» TRAVAIL DEMANDÉ
**A.** Traduisez en anglais cette phrase de l'extrait choisi sur la crise de la finance globalisée : « Le premier élément a été favorisé par la déréglementation et l’innovation financière, tandis que le second est apparu avec les excédents commerciaux des économies émergentes. »
**B.** Affichez chaque ligne du listing où figure la chaîne "snow", en tenant compte des majuscules et des minuscules.

··· EXTRAIT CHOISI ···

Une description du système financier globalisé, qui, sans expliquer la crise, établit des faits utiles à la réflexion.
Parmi les nombreux livres qui sont parus sur la crise ces six derniers mois, ce “Repères”, écrit par deux économistes de banque, s’attache plus spécifiquement à montrer le lien qui existe entre la prise de risque excessive d’une part, et les déséquilibres financiers internationaux d’autre part. Le premier élément a été favorisé par la déréglementation et l’innovation financière, tandis que le second est apparu avec les excédents commerciaux des économies émergentes. La crise actuelle est alors lue non pas seulement comme la crise de la finance dérégulée, mais aussi comme la crise de la finance globalisée, qui donne son titre au livre. Les mesures à prendre pour éviter que celle-ci ne se reproduise devraient donc inclure, expliquent les auteurs, à côté de mesures pour réglementer la finance, des mesures destinées à renforcer et à rééquilibrer le système financier international.
Le livre s’ouvre sur la description des dispositifs, tels que la titrisation des prêts, leur structuration en tranches et le recours aux dérivés de crédit, qui, au cours des quinze dernières années, ont autorisé la mise en place de “chaînes de prises de risque de plus en plus complexes”, qui sont venues se substituer, pour une bonne part, à l’intermédiation bancaire traditionnelle et aux opérations simples sur les marchés boursier et obligataire. Ce sont eux qui ont permis aux banques d’investissement, aux hedge funds et aux véhicules hors bilan de constituer un “système bancaire alternatif” (“shadow banking system”), qui a largement échappé à la régulation.

··· EXTRAITS DU LISTING ···

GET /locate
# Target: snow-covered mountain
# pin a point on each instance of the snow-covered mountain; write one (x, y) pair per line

···
··· EXTRAITS DU LISTING ···

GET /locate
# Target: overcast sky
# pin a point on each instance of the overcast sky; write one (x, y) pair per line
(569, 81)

···
··· EXTRAITS DU LISTING ···

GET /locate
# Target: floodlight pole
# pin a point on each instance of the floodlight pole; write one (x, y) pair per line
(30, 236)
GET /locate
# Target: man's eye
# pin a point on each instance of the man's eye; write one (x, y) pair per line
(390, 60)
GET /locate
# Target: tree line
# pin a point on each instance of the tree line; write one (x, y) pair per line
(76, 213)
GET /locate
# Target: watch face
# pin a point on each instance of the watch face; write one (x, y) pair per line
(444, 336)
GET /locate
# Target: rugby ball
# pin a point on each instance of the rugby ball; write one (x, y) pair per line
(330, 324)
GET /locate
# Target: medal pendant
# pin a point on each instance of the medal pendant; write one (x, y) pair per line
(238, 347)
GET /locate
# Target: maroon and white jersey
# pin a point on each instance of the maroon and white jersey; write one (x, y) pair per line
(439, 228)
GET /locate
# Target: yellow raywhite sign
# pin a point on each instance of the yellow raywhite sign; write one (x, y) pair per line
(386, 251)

···

» CORRIGÉS DES EXERCICES
**A.** The first element was encouraged by deregulation and financial innovation, while the second emerged with the trade surpluses of the emerging economies.

**B.**
# Target: snow-covered mountain
# pin a point on each instance of the snow-covered mountain; write one (x, y) pair per line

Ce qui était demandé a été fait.